Anabolism (from Greek: ἁνά, "upward" and βάλλειν, "to throw", also called biosynthesis) is the set of metabolic pathways that construct molecules from smaller units. These reactions require energy, known also as an endergonic process. Metabolic processes are either "anabolic" or "catabolic".
Polymerization, an anabolic pathway used to build macromolecules such as nucleic acids, proteins, and polysaccharides, uses condensation reactions to join monomers. Macromolecules are created from smaller molecules using enzymes and cofactors.
Anabolism is powered by catabolism, where large molecules are broken down into smaller parts and then used up in cellular respiration. Many anabolic processes are powered by the cleavage of adenosine triphosphate (ATP). Anabolism usually involves reduction and decreases entropy, making it unfavorable without energy input. The starting materials, called the precursor molecules, are joined together using the chemical energy made available from hydrolyzing ATP, reducing the cofactors NAD+, NADP+, and FAD, or performing other favorable side reactions. Occasionally it can also be driven by entropy without energy input, in cases like the formation of the phospholipid bilayer of a cell, where hydrophobic interactions aggregate the molecules.
The reducing agents NADH, NADPH, and FADH2, as well as metal ions, act as cofactors at various steps in anabolic pathways. NADH, NADPH, and FADH2 act as electron carriers, while charged metal ions within enzymes stabilize charged functional groups on substrates.
Anabolic processes build organs and tissues. These processes produce growth and differentiation of cells and increase in body size, a process that involves synthesis of complex molecules. Examples of anabolic processes include the growth and mineralization of bone and increases in muscle mass.

Point-per-instance localization data
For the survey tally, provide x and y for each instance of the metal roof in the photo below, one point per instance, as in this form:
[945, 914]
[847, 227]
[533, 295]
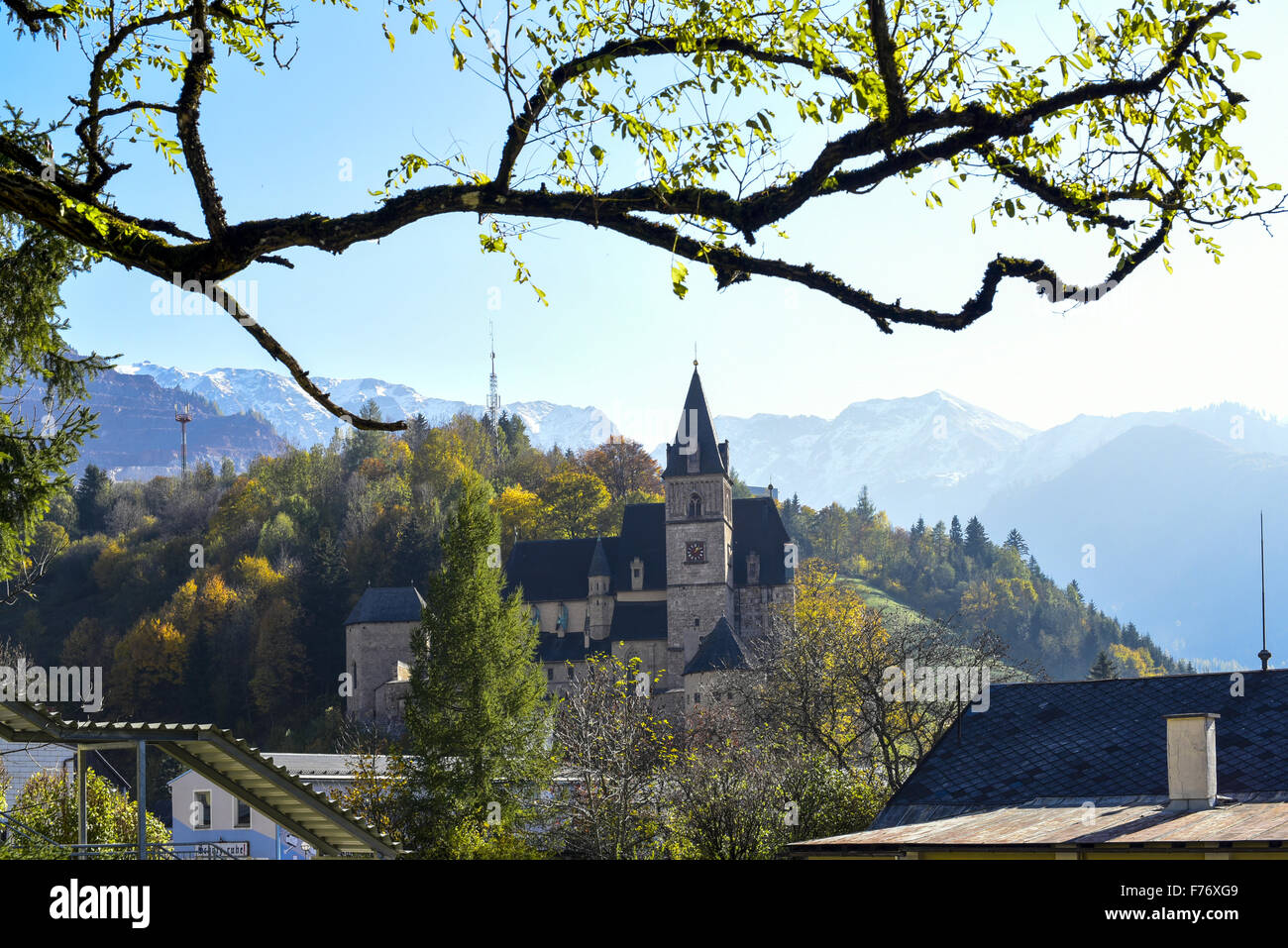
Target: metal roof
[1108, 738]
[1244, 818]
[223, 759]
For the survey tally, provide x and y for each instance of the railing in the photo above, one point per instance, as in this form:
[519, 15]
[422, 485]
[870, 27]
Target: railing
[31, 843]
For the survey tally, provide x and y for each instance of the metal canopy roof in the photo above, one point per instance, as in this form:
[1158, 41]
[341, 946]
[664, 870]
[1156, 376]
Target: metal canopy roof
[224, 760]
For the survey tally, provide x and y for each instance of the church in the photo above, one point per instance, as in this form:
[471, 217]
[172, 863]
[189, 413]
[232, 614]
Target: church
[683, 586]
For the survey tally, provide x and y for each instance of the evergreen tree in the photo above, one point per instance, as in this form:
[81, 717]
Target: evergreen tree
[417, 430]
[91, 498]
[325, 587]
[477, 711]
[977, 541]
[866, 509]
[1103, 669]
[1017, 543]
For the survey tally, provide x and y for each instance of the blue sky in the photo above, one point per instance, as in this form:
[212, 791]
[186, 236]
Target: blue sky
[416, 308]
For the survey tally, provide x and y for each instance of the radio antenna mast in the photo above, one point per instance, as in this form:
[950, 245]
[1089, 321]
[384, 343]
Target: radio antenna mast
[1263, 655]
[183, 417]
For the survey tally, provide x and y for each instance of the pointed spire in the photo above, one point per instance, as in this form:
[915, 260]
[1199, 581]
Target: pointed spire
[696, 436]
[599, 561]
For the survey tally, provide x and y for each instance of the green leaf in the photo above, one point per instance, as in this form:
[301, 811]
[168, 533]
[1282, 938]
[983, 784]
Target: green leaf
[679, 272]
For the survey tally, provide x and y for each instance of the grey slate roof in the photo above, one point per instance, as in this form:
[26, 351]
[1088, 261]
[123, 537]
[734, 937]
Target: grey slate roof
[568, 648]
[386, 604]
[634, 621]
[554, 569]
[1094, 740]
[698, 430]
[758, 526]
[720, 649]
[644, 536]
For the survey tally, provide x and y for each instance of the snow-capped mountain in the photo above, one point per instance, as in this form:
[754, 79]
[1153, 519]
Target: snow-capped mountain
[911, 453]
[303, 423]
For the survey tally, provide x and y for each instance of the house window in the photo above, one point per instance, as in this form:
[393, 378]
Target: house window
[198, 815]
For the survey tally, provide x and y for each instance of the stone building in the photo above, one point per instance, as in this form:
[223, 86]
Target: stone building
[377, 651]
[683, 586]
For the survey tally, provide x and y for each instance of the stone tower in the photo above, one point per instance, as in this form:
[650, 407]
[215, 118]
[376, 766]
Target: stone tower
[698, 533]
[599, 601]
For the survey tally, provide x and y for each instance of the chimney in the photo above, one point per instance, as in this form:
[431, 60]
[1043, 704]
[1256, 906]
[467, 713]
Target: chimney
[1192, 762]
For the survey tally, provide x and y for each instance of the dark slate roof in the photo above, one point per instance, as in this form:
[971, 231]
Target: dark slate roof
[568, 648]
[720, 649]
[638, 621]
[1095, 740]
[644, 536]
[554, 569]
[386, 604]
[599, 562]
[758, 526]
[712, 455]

_Task requirements_
1 > In the anabolism text, what are the starting materials that get joined together called?
2 > Rewrite the paragraph of the anabolism text that begins "The reducing agents NADH, NADPH, and FADH2" as a short bulleted list.

_Responses by task_
1 > Precursor molecules.

2 >
- The reducing agents NADH, NADPH, and FADH2, along with metal ions, serve as cofactors at various steps of anabolic pathways.
- NADH, NADPH, and FADH2 function as electron carriers.
- Charged metal ions within enzymes stabilize charged functional groups on substrates.